══ RECORD LIST

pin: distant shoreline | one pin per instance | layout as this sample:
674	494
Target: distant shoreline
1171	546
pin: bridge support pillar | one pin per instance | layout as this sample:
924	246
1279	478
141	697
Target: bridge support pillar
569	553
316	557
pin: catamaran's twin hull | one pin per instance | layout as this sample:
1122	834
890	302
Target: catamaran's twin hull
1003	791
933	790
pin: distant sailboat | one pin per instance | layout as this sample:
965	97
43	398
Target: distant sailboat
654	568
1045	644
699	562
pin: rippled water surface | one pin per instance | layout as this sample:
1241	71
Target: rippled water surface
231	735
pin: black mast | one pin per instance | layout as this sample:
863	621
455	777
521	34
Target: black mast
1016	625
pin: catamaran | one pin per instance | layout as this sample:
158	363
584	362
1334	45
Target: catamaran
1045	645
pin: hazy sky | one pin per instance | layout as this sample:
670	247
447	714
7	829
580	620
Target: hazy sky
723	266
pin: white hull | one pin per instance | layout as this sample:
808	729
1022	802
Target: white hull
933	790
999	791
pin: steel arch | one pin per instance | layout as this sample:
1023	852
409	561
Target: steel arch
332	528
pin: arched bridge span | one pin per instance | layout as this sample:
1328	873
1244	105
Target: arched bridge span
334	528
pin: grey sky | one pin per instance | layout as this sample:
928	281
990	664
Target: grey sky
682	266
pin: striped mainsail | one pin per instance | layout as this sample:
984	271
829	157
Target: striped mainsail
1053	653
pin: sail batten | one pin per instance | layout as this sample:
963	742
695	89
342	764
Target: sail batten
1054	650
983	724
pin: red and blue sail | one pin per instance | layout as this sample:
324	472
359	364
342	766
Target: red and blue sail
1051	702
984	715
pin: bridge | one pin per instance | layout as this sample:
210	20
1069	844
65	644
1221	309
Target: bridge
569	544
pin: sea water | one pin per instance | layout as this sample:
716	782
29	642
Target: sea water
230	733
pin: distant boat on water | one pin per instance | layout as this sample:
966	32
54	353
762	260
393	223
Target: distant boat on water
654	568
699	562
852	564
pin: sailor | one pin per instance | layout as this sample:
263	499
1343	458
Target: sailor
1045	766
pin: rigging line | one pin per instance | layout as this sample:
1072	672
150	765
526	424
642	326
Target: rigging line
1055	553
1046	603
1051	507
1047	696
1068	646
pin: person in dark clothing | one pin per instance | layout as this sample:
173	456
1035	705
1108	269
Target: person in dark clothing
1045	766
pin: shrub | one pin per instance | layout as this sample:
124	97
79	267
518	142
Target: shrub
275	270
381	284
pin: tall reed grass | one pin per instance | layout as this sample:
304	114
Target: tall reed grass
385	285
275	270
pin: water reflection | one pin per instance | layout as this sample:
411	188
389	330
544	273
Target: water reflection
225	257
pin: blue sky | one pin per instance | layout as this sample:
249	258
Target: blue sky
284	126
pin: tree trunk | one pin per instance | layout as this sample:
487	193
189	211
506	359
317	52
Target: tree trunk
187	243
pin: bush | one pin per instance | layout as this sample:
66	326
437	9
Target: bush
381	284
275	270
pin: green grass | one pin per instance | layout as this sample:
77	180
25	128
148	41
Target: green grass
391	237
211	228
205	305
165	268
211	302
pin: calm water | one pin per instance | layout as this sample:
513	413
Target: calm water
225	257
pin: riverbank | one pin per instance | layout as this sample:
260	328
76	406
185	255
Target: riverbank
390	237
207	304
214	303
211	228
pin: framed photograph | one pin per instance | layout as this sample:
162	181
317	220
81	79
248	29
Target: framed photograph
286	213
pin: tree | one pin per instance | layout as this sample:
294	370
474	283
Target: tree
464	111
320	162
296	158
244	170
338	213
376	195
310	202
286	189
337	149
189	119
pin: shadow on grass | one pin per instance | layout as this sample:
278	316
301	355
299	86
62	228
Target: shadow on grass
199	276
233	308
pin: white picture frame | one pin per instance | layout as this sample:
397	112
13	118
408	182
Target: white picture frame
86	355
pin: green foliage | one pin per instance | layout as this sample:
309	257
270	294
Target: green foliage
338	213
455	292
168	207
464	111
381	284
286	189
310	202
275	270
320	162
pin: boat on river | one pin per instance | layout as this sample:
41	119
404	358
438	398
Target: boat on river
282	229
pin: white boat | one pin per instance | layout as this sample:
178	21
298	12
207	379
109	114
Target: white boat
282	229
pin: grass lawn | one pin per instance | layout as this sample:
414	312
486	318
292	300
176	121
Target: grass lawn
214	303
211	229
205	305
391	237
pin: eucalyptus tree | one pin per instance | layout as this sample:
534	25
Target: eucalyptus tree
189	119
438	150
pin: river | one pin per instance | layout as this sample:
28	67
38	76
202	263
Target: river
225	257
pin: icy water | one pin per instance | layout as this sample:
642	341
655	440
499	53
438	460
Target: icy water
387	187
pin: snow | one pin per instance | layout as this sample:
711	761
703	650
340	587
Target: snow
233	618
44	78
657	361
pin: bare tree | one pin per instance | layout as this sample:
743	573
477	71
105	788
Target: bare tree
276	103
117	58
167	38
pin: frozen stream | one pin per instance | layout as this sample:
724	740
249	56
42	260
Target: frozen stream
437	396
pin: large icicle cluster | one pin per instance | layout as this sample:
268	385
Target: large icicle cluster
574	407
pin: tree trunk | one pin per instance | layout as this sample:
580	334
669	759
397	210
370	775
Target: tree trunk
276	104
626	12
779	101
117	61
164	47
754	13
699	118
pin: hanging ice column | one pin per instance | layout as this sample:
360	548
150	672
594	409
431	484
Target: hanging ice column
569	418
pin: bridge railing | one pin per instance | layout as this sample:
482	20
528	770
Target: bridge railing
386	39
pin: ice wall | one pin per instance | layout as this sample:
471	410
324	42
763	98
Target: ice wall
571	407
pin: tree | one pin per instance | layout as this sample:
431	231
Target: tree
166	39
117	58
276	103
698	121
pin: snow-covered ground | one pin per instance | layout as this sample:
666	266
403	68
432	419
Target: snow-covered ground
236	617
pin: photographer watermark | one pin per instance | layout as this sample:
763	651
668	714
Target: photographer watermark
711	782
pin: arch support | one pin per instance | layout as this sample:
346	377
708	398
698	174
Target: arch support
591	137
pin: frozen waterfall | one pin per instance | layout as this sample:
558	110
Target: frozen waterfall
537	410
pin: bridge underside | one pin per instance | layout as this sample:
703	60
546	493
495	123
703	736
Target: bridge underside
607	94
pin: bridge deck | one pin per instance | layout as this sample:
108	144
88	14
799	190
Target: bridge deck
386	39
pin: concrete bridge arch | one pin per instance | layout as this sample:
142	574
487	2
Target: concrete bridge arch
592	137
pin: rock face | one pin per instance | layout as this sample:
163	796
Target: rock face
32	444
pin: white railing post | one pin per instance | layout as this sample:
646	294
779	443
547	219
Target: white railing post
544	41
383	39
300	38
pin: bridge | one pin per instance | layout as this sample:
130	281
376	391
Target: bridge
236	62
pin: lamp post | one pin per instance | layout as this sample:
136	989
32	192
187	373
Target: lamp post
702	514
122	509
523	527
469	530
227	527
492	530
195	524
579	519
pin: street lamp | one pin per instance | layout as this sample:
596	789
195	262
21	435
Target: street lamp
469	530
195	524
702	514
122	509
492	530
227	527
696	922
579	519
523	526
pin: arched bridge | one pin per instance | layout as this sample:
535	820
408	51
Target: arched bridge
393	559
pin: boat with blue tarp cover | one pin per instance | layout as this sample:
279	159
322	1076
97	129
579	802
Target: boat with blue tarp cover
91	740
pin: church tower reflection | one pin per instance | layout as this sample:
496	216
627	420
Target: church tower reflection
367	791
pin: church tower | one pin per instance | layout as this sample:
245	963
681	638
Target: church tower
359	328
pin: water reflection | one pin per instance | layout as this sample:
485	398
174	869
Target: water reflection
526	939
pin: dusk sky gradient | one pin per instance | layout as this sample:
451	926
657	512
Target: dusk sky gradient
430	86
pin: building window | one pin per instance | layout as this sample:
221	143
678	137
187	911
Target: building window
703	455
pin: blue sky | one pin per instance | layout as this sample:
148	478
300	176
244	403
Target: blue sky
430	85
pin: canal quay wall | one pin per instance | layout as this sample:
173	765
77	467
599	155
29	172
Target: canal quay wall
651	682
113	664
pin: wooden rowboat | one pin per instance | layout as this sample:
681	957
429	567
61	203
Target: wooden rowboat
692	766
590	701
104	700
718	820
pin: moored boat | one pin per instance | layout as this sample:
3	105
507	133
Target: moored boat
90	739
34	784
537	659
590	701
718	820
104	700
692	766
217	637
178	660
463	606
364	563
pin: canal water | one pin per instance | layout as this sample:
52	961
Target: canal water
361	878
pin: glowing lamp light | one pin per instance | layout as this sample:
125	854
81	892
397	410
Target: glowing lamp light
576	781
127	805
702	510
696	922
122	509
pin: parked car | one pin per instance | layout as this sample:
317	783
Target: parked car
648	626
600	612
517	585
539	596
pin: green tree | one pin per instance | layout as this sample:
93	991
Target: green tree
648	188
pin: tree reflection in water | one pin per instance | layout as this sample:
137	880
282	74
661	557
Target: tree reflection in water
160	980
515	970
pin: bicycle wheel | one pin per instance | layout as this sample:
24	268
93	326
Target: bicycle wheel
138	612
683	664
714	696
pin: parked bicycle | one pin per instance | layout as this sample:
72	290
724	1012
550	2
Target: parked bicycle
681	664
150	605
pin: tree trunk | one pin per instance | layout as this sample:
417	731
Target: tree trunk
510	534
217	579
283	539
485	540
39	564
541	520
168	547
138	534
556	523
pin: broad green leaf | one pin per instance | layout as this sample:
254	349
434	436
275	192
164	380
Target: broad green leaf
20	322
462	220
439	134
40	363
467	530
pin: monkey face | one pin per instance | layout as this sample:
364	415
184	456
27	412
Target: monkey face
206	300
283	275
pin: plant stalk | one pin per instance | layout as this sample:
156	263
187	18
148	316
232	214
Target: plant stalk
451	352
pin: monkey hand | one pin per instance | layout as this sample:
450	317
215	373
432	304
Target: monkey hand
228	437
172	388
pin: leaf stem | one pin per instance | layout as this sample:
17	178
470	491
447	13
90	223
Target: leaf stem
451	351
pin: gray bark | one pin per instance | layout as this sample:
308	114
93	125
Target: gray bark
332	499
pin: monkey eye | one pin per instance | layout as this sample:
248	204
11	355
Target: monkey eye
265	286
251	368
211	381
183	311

════

### REQUIREMENT
Copy out everything in the data above, from the line containing "pin: monkey hand" down to the final line, word for word, including both of those lines.

### WORKED ANSWER
pin: monkey hand | one pin per instance | layout as this sample:
450	317
215	373
432	304
Target: monkey hand
228	437
172	388
pin: leaf stem | one pin per instance | layout as this sample:
17	178
470	491
447	13
90	223
Target: leaf stem
451	351
pin: gray bark | one pin per instance | layout as this sample:
308	114
93	125
Target: gray bark
332	499
pin: monkey eye | one pin per instance | layout as this sample:
248	204
11	355
Target: monkey eye
265	286
251	368
211	381
183	311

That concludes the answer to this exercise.